/ 26 June 2006

Meet Britain’s other black farmer

Last month, it was announced that Wilfred Emmanuel-Jones was among the 100 candidates on British Conservative Party leader David Cameron’s so-called ”A-list” of Tory candidates. Emmanuel-Jones was described by the press, as he has been many times before, as ”Britain’s only black farmer”. But actually there’s at least one other black farmer in Britain today — and his name is David Mwanaka.

Mwanaka was living near Tottenham football club in north London when he began growing white maize on a small plot of his landlord’s back garden. It was a long way from the cool mountains of eastern Zimbabwe where he had once helped his father grow cabbages and potatoes, but somehow it felt like coming home.

Today, he is a fully fledged farmer with eight hectares in Enfield, north London, another six in Salisbury, and customers the length and breadth of the country. He has the curious distinction of not only being one of the two black farmers in Britain (so far as we know), but of being the only producer of white maize in the country.

Mwanaka, who worked as a journalist before coming to Britain, admits it has not been an easy career choice. He says it took him six years of experimentation to produce a successful crop, and even then he didn’t have the customers to sell it to. ”When I started I didn’t know how it was going to turn out,” he says, perched on the sofa of his house in Tilbury, Essex. ”It’s just like walking in a dark tunnel, you simply don’t know what is going to be at the end. But I really love seeing plants grow, so I kept at it.”

The first year was a disaster. The wide-leafed plants grew tall but never produced the plump, white corn Mwanaka had craved since arriving in England. But the 40-year-old was undeterred. Working as a traffic warden during the day to make ends meet, he ignored the advice of the experts who said the African crop could not be grown in a British climate. ”I never saw him,” says his wife, Brenda. ”It used to annoy me! He would come home, say hi, hi, hi. I’d ask him if he wanted a cup of tea and he’d just go straight out into the garden.”

The family moved, this time to a house with its own garden, and Mwanaka’s experiments continued. The plants finally grew to over 6ft tall but still there was no crop. Then finally, after six years of evenings spent planting and digging, Mwanaka’s passion paid off. He had his white maize.
○ ○ ○ ○ ○
• [Problem A]: Using the article about David Mwanaka, decide whether each statement agrees with it: (i) Mwanaka first grew white maize in his landlord's back garden; (ii) Mwanaka's first year of growing produced plump, white corn; (iii) Mwanaka worked as a traffic warden during the day. Answer yes or no for each, quoting the deciding words.
• [Problem B]: Carry on the article about David Mwanaka from its last sentence.

Stored data:
○ ○ ○ ○ ○
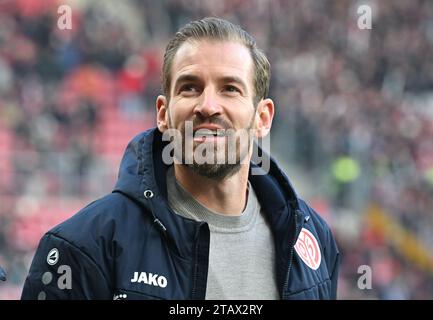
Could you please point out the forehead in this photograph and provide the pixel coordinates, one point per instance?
(213, 57)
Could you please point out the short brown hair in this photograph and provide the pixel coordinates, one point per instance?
(218, 29)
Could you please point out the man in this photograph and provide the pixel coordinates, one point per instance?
(195, 229)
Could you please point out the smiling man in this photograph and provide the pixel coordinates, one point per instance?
(211, 225)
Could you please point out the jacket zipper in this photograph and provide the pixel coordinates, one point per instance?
(292, 248)
(195, 277)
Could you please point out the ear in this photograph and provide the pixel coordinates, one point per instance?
(161, 113)
(264, 116)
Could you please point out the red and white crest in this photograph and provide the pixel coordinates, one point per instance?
(308, 249)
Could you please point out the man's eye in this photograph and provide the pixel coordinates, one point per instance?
(188, 88)
(231, 89)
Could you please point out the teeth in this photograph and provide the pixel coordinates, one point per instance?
(210, 133)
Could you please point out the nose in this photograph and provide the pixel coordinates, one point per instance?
(208, 104)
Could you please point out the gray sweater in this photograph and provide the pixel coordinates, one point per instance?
(242, 254)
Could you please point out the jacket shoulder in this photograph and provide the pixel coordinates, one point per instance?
(99, 221)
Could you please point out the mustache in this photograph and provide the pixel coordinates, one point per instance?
(215, 120)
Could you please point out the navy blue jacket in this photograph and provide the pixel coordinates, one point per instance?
(130, 245)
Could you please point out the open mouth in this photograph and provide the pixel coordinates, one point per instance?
(207, 133)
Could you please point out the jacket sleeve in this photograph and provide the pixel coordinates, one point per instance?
(333, 259)
(61, 270)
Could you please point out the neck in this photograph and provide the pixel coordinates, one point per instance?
(227, 196)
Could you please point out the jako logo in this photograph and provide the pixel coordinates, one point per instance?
(151, 279)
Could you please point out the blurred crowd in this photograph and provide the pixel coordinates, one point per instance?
(354, 116)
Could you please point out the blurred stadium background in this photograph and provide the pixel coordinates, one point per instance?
(353, 130)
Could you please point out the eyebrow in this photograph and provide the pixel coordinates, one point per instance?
(225, 79)
(234, 79)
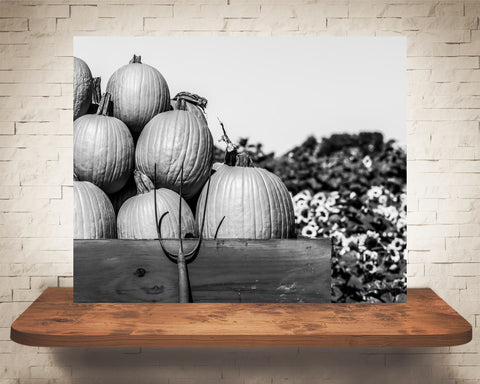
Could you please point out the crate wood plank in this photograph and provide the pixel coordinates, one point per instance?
(54, 320)
(227, 271)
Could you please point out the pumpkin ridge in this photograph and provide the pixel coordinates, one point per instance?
(267, 190)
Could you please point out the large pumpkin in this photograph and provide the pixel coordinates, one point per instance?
(82, 88)
(171, 140)
(103, 149)
(255, 203)
(139, 92)
(136, 218)
(94, 217)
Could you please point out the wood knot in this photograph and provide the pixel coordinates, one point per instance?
(140, 272)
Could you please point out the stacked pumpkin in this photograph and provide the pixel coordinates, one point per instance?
(138, 134)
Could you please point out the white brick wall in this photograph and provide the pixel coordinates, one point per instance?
(36, 186)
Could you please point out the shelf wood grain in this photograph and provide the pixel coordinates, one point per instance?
(54, 320)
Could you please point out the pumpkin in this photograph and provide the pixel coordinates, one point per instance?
(139, 92)
(171, 140)
(96, 95)
(255, 203)
(103, 149)
(136, 218)
(118, 198)
(94, 217)
(82, 88)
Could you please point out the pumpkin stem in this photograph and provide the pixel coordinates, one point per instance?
(104, 104)
(244, 160)
(136, 60)
(96, 90)
(185, 97)
(232, 149)
(143, 183)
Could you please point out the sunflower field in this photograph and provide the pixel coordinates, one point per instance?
(350, 188)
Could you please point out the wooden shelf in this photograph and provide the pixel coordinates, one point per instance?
(54, 320)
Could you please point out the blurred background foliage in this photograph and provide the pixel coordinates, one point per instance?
(350, 188)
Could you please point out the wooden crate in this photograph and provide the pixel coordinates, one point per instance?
(225, 271)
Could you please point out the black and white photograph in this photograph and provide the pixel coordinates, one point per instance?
(240, 169)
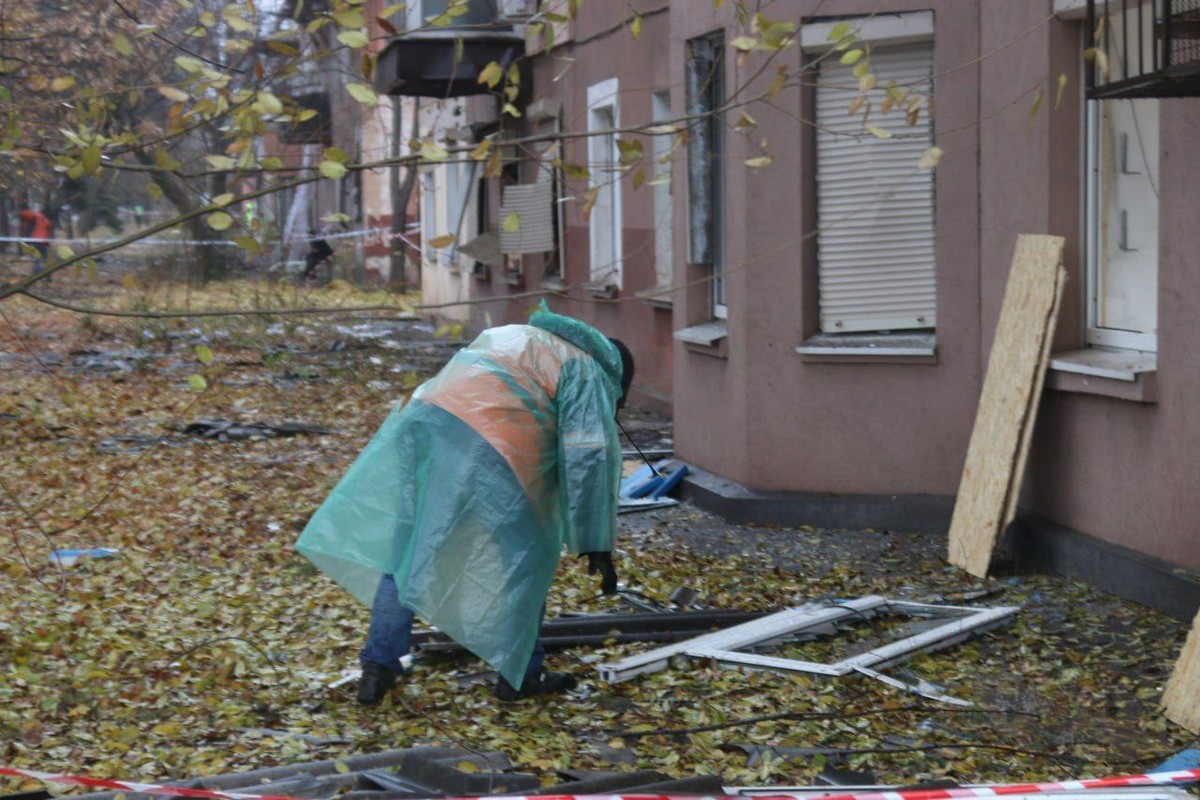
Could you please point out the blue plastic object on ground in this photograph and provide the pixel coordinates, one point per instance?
(1185, 759)
(646, 483)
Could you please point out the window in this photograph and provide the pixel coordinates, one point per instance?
(604, 180)
(550, 178)
(876, 266)
(706, 148)
(664, 203)
(1121, 206)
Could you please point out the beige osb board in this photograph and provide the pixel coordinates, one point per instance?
(991, 477)
(1182, 696)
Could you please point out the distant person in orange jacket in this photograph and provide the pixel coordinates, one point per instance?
(35, 227)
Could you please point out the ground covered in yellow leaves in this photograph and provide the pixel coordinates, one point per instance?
(205, 644)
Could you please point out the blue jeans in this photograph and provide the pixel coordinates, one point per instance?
(391, 631)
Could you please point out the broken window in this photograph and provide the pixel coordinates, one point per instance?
(664, 202)
(604, 182)
(706, 148)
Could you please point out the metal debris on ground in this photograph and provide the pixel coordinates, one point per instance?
(816, 619)
(67, 558)
(603, 629)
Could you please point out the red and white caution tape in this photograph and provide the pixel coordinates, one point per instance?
(1001, 789)
(141, 788)
(1116, 782)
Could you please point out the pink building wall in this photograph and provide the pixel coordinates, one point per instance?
(755, 411)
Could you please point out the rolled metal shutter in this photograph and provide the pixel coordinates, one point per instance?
(534, 206)
(875, 208)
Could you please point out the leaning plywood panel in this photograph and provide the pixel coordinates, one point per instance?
(1182, 696)
(1000, 440)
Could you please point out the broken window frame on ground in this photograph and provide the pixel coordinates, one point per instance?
(811, 620)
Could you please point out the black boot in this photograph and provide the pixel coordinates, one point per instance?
(544, 683)
(377, 681)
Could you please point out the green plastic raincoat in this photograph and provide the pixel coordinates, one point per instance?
(468, 492)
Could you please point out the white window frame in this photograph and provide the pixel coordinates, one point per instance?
(882, 31)
(1095, 226)
(664, 192)
(604, 113)
(1098, 236)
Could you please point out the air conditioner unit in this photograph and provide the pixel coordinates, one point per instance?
(517, 11)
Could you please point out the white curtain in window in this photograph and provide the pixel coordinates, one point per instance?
(875, 208)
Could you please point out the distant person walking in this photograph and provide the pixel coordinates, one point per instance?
(319, 252)
(35, 230)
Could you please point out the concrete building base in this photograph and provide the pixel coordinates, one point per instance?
(1030, 545)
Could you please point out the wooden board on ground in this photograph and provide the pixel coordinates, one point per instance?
(1008, 403)
(1182, 695)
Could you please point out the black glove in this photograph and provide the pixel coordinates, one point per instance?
(601, 563)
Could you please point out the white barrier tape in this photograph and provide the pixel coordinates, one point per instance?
(1174, 777)
(96, 242)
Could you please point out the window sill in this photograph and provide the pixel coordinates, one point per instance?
(707, 338)
(658, 298)
(1109, 372)
(870, 348)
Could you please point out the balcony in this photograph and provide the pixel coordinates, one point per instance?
(444, 61)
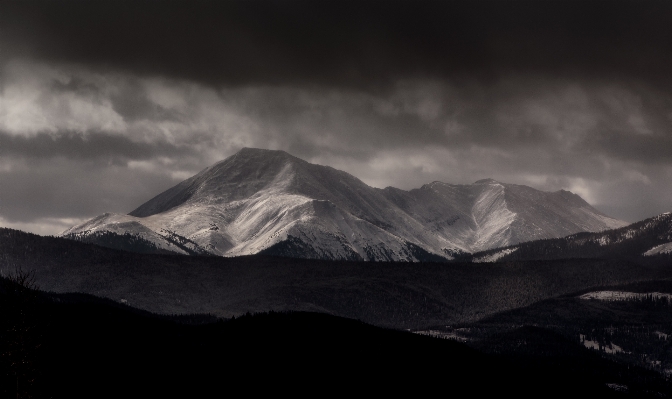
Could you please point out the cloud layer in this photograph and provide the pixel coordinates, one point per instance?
(101, 113)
○ ○ ○ ○ ○
• [Final result A]:
(i) Yes: "began growing white maize on a small plot of his landlord’s back garden"
(ii) No: "The wide-leafed plants grew tall but never produced the plump, white corn Mwanaka had craved since arriving in England"
(iii) Yes: "Working as a traffic warden during the day to make ends meet"

• [Final result B]:
Although he grew up in Nyanga, a rural part of Zimbabwe where both his father and uncles worked on the land, farming was the last thing on Mwanaka’s mind when he came to England in 1991. A long-standing writer of poetry, plays and short stories, he had been a journalist for an adult literacy magazine for a year when he decided it was time to leave his home country.

”There was no freedom of the press in Zimbabwe,” he says, his clipped, precise Southern African accent still in evidence. ”You can never be objective, you can never write the truth. So many journalists were imprisoned. I worked for a magazine covering trade-union and political issues, so we were not always on the government’s side. I was never detained but there was always that fear that the secret agents were behind you.”

When he joined his brother, who had moved to London in the 1980s, he assumed he would continue with his career as a writer. ”I did a diploma at the London School of Journalism. After that I thought, yeah, well, now I can get a job. But I couldn’t get a job,” he says. ”Then I did a degree in politics and sociology and still I couldn’t get a job. I tried most of the newspapers. I can’t blame them. Suppose you were to move to Zimbabwe and you were going for a job at a newspaper, you probably wouldn’t get it.”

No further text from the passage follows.